Text passage →
With those caveats in mind, you may graph these "potential response times":

  1. Filter to the conversations of interest. Approximating "potential response times" may be best done by filtering to the source port of the server (e.g. tcp.srcport == 80) and maybe remove handshakes, etc.
  2. Statistics } I/O Graph
  3. If it's a large capture, wait for the initial load to complete (there's a small Loading progress bar in the bottom right).
  4. Delete the All Packets and TCP Errors rows by selecting them and clicking the minus button.
  5. In the Filtered Packets row, change the Y Axis column to AVG(Y Field) and the Y Field column to tcp.time_delta
  6. If it's a large capture, wait for the load to complete.
  7. Note that the y-axis units (e.g. us, ms, s, etc.) will change based on the data.

Example:

HTTP Streams

HTTP/1.0 and HTTP/1.1 streams provide filters through http. In particular, http.time provides the HTTP response time. HTTP/2.0 provides filters through http2 and HTTP/3.0 provides filters through http3 although, as of this writing, neither have a time field.

For HTTP/1.0 and HTTP/1.1, the frames are only dissected as such if traffic is non-TLS (or TLS traffic is decrypted) and the port is configured in the HTTP protocol:

Visualize HTTP Response Times

  1. Filter to http.time to ensure HTTP dissection is working (see details in the HTTP Streams section).
  2. Statistics } I/O Graph
  3. If it's a large capture, wait for the initial load to complete (there's a small Loading progress bar in the bottom right).
  4. Delete the All Packets and TCP Errors rows by selecting them and clicking the minus button.
  5. In the Filtered Packets row, change the Y Axis column to AVG(Y Field) and the Y Field column to http.time
  6. If it's a large capture, wait for the load to complete.
  7. Note that the y-axis units (e.g. us, ms, s, etc.) will change based on the data.

Example:

Finding problems or delays in the network

  • Use filters like tcp.time_delta > 1 where the number is in seconds although note there may be normal delays for idle, keepalive sockets, for example.
  • Ensure all suspect servers have synchronized clocks (NTP, etc.).

Task instructions →
a – List every HTTP version named in the passage on response times.
b – Quote word for word the part of the passage on response times that begins with the words containing "With those caveats" and ends with "remove handshakes, etc.".

(Labeled area outline items)

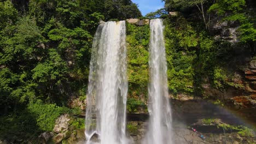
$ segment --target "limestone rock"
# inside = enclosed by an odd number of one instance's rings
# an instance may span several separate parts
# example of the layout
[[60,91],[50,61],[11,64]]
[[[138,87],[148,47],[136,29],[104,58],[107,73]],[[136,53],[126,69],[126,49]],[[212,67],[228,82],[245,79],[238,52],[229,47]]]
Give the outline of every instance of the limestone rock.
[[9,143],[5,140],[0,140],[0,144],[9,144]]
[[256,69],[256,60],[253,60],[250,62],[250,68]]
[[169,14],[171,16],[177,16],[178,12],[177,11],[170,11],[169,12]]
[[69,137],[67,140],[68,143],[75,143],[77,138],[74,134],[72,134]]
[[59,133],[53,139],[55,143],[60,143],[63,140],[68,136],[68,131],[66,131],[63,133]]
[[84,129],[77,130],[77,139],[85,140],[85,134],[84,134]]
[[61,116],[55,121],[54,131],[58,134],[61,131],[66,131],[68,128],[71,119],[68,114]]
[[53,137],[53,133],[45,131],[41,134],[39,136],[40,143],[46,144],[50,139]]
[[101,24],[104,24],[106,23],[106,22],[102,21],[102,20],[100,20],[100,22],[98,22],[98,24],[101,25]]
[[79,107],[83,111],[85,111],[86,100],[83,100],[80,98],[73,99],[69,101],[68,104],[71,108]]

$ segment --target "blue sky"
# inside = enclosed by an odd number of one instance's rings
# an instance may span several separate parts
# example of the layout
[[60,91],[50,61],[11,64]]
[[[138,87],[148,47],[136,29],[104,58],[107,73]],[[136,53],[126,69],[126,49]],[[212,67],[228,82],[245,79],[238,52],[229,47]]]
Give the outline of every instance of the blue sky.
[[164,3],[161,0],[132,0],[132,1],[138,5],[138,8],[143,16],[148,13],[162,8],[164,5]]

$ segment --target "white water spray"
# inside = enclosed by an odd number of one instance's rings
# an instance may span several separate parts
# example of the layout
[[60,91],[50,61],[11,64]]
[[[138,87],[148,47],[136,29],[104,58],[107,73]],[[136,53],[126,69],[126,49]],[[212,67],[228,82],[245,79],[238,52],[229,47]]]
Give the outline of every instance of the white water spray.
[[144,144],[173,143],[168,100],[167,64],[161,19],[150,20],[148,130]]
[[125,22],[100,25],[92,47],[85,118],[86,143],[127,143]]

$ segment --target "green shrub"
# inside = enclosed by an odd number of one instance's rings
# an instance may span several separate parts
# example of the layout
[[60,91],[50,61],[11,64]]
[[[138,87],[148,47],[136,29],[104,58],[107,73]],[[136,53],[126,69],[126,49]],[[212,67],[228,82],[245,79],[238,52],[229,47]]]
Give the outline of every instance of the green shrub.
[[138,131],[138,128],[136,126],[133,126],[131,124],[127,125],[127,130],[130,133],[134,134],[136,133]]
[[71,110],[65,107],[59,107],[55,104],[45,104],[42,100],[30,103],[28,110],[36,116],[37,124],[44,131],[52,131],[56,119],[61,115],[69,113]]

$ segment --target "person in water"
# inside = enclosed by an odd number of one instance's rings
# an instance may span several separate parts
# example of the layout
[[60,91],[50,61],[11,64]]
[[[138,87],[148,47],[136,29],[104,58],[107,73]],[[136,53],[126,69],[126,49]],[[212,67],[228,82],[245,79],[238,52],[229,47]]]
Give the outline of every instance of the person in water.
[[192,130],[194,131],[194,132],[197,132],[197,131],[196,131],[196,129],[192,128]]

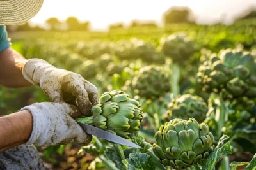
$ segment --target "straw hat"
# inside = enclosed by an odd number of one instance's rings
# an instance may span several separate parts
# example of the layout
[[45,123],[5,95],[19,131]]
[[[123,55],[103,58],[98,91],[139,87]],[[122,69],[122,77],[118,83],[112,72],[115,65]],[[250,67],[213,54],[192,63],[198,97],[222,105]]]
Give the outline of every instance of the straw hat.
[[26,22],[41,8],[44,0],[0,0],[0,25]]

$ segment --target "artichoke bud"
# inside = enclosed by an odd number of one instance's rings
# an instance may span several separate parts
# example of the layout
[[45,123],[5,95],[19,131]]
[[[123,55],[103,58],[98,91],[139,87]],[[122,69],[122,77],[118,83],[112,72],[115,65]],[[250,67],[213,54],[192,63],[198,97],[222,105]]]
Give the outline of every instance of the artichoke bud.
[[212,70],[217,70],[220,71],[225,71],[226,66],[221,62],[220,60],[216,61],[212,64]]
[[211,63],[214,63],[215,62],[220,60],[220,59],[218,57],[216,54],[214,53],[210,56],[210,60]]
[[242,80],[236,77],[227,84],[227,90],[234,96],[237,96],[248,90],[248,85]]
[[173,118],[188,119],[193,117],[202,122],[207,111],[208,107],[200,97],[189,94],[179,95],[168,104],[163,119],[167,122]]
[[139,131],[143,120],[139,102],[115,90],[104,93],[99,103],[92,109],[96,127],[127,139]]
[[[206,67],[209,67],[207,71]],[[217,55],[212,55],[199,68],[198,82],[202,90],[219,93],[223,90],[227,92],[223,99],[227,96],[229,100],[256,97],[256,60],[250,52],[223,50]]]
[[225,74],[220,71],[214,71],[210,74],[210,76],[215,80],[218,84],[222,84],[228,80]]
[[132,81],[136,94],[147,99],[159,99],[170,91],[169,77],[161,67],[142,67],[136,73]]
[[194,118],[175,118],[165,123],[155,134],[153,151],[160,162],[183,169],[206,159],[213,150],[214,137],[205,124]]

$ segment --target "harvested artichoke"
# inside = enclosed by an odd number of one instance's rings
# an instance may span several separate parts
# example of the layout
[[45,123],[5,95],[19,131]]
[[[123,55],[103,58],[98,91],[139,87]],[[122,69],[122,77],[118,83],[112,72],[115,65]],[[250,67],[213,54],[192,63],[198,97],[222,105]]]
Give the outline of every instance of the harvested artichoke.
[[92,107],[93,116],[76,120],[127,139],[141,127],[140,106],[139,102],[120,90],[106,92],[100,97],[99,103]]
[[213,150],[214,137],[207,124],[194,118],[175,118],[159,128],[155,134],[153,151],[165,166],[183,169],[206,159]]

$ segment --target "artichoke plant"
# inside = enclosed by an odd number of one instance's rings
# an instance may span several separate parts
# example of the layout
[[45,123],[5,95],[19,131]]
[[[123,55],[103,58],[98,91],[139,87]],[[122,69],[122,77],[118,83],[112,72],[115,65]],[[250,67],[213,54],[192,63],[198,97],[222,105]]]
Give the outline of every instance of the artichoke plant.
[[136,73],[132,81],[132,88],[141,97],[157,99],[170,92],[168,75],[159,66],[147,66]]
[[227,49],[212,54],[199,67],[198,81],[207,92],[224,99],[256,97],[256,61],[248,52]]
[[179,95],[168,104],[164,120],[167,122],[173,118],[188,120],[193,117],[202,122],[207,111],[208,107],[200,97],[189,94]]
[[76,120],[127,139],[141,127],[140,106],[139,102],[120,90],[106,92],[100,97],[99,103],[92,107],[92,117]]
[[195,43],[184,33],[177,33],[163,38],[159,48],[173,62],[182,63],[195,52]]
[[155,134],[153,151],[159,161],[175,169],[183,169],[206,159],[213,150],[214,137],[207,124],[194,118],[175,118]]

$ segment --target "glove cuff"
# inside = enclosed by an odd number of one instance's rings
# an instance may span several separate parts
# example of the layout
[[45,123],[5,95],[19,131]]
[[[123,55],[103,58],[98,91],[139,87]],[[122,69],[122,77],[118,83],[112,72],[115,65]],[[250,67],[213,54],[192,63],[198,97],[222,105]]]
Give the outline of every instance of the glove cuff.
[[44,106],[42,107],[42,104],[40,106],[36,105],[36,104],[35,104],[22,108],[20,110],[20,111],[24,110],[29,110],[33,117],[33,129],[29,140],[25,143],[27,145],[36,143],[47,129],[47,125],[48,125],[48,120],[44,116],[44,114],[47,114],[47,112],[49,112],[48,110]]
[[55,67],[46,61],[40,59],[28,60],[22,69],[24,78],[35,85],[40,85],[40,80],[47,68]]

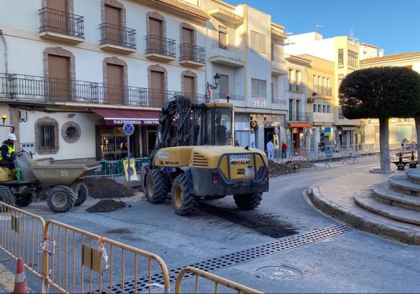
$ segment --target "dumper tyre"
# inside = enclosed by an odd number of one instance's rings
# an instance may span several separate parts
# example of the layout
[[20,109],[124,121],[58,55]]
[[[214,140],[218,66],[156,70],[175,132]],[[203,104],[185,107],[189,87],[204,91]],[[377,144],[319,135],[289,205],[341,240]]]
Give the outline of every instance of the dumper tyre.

Results in order →
a – HTTP/1.0, HTTP/1.1, HTTP/2.0, HTTP/3.0

b –
With those caveats in mind, you may graph these "potential response times":

  1. Filter to the conversations of interest. Approximating "potential response times" may be best done by filtering to the source port of the server (e.g. tcp.srcport == 80) and maybe remove handshakes, etc.